- WHAT IS BEING ASKED -
Within the listing below, give again exactly the lines between the one containing "pixel 386 39" and the one containing "Target: bare tree", inclusive, pictures left aside.

━━━━━━━━━━━━━━━━━━━━━━━━━━━━━━

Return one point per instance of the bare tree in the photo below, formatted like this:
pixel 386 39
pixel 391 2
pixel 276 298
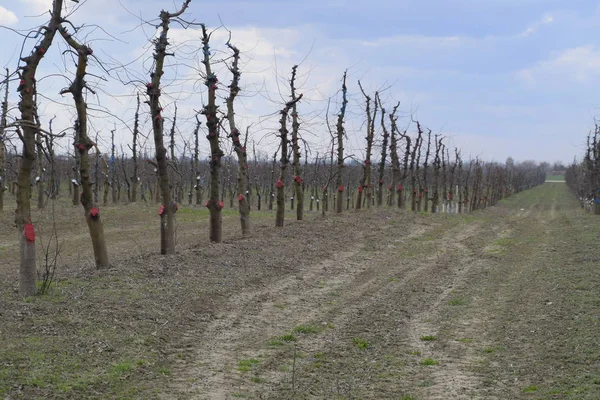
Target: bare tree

━━━━━━━━━━━━━━━━━━━━━━━━━━━━━━

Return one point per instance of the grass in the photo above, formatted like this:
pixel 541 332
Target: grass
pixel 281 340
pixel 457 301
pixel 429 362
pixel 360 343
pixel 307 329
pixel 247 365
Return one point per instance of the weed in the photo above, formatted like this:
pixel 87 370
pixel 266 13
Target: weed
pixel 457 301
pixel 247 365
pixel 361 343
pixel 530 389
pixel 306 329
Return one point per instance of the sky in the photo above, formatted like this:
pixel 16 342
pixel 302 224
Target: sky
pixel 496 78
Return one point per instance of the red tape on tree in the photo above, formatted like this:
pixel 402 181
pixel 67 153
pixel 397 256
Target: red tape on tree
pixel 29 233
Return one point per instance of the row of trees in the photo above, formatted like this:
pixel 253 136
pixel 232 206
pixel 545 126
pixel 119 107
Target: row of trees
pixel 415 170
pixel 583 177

━━━━━━━━━━━━━━━━━━━━━━━━━━━━━━

- SOLUTION TO THIS TASK -
pixel 386 39
pixel 391 2
pixel 276 298
Target: bare tree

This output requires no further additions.